Data shown -
----------------

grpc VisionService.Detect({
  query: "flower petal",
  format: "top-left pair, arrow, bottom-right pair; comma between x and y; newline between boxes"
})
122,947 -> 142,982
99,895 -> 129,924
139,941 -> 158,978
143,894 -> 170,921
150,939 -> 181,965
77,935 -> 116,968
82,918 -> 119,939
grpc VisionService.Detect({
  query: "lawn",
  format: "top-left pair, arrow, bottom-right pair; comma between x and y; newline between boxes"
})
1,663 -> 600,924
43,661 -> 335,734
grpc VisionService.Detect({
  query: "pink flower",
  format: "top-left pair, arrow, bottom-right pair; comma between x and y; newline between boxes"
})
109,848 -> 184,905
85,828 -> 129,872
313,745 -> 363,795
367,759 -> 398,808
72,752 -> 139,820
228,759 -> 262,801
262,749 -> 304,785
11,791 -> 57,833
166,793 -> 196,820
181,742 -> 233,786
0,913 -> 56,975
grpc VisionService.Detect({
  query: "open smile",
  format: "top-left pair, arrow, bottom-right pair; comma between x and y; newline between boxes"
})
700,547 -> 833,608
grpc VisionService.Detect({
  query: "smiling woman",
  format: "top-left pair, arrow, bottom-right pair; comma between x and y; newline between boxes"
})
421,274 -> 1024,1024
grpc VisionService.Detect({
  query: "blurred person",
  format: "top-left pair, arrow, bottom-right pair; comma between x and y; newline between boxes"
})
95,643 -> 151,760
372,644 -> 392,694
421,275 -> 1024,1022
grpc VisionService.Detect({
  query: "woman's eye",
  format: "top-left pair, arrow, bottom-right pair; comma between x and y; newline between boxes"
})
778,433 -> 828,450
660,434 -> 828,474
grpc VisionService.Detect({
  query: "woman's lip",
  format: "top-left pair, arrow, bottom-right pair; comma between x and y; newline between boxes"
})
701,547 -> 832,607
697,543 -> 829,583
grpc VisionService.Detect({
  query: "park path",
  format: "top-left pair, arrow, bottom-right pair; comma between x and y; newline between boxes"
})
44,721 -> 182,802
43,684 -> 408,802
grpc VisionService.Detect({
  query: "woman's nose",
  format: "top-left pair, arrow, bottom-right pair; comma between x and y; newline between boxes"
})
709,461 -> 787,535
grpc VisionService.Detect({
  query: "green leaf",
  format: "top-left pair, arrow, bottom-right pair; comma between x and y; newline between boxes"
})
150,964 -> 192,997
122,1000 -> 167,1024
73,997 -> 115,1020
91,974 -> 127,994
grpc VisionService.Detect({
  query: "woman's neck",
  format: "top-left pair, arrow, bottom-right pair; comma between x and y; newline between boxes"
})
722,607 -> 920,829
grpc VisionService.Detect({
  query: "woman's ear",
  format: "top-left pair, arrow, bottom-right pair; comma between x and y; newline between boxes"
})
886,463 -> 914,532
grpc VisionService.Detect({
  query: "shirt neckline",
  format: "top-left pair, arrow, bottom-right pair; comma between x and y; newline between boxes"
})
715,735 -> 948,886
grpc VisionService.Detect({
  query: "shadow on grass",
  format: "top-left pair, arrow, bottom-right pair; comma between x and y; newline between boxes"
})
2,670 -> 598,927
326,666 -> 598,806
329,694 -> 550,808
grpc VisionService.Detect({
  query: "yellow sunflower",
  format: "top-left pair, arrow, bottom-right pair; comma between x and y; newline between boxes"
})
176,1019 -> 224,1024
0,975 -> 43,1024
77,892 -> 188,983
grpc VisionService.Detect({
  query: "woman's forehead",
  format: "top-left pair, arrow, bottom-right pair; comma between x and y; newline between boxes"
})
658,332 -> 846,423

----------------

What this task involves - Note each line above that holds "woman", then copy all of them.

Task output -
  query: "smiling woman",
  query: "woman's eye",
  query: "woman's lip",
  query: "woman's nose",
  query: "woman's neck",
  query: "woman's ear",
  query: "woman's forehead",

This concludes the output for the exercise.